#### Exercise:
Retype the data that follows line by line, exactly, and leave its pictures out.
_ _ _ _ _ _ _
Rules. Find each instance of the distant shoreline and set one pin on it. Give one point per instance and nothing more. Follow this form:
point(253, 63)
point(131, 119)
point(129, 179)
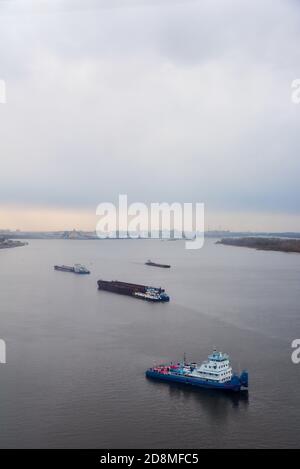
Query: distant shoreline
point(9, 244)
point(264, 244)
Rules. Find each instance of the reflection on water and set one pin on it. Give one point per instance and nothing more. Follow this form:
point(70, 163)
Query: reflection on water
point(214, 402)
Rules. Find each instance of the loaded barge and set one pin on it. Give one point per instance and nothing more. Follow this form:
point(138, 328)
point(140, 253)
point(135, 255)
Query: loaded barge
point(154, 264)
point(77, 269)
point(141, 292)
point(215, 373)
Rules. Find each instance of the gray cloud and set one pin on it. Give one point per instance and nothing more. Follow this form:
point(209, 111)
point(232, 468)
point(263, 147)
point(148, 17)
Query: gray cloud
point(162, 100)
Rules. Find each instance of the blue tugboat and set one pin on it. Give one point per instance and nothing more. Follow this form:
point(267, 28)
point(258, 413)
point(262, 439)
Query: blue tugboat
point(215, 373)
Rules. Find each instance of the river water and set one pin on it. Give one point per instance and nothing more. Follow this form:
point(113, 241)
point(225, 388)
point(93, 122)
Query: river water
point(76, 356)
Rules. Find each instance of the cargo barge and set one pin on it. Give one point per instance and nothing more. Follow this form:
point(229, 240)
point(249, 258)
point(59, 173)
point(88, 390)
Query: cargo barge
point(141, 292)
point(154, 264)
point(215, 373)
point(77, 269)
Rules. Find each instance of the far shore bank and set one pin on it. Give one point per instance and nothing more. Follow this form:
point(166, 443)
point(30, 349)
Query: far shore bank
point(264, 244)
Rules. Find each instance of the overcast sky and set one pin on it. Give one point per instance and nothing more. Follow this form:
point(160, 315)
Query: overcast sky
_ _ _ _ _ _ _
#### Completed task:
Rules. Find each instance of the distant shoreline and set one pin on it. Give one point per instance and nothing more. Follow this form:
point(253, 63)
point(131, 119)
point(129, 179)
Query: distant shoreline
point(9, 244)
point(264, 244)
Rules. Find each instance of the reflection on water and set one pin on it. Give one point per instance and nothing more. Follow this form:
point(70, 163)
Query: reflection on water
point(214, 402)
Rules. Find each instance of the loaded barge and set one pin on it. Give one point per instance and nothing more. Follow this form:
point(138, 328)
point(140, 253)
point(135, 255)
Query: loaded barge
point(154, 264)
point(77, 269)
point(141, 292)
point(215, 373)
Rules. Find each instance of the gray cloud and set one pin on it. Give one point per instance and nothing more. Follow this form:
point(209, 111)
point(232, 468)
point(263, 147)
point(148, 17)
Query: gray cloud
point(162, 100)
Rules. Find each instance of the blue tugboat and set one pin on it. Give one point per instance and nothing more. Follow this form:
point(267, 28)
point(258, 413)
point(262, 439)
Query: blue tugboat
point(215, 373)
Rules. Find each instance of the river water and set one pin on it. Give one point per instance and nothing more. Follow this form:
point(113, 241)
point(225, 388)
point(93, 122)
Query: river water
point(76, 356)
Rules. Find each instance of the cargo barge and set one pin on it. Give one point per instance and nothing more. Follow this form:
point(229, 240)
point(249, 258)
point(59, 173)
point(88, 390)
Query: cargo barge
point(141, 292)
point(154, 264)
point(215, 373)
point(77, 269)
Rules. Find each instance of the far shore bank and set one pin on it. Give one point per instance and nothing more. Follow this form:
point(166, 443)
point(30, 349)
Query: far shore bank
point(264, 244)
Rules. Find each instance of the overcast sky and set one pin on it. Give one point per instance and nothing more. Follow this form:
point(160, 315)
Query: overcast sky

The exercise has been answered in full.